# start of Records shown

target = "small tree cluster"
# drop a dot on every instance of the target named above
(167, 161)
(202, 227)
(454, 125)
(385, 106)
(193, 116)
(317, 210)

# end of Records shown

__The task__.
Arrange the data above as a two-column CSV with the headers "text" and "answer", one row per item. Put each value in a single quoted field, replacing any line breaks with spaces.

__Solution to this task__.
text,answer
"target = ""small tree cluster"" # drop a dot on every instance of the target named above","(167, 161) (202, 227) (454, 125) (385, 106) (193, 116) (317, 210)"